Task to carry out: Nothing but the lines from the first line of the records through the line with "parts: an instance" should be output, exactly as written and free of pictures.

[Records excerpted from a collection]

--- START ---

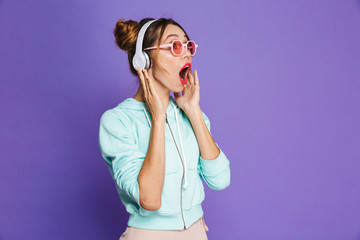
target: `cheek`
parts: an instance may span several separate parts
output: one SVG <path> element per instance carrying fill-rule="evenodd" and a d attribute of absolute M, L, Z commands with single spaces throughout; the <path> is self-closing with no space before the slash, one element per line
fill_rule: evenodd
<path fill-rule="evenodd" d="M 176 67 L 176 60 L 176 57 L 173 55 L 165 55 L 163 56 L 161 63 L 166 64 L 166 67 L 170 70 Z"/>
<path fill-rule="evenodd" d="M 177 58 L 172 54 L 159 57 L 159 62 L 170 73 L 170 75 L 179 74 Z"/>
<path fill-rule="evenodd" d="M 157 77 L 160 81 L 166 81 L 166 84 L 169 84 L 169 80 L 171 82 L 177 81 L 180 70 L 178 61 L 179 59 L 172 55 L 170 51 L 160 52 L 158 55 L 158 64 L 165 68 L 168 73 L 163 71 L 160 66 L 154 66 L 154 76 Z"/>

--- END ---

Task output:
target: `cheek`
parts: an instance may span several separate parts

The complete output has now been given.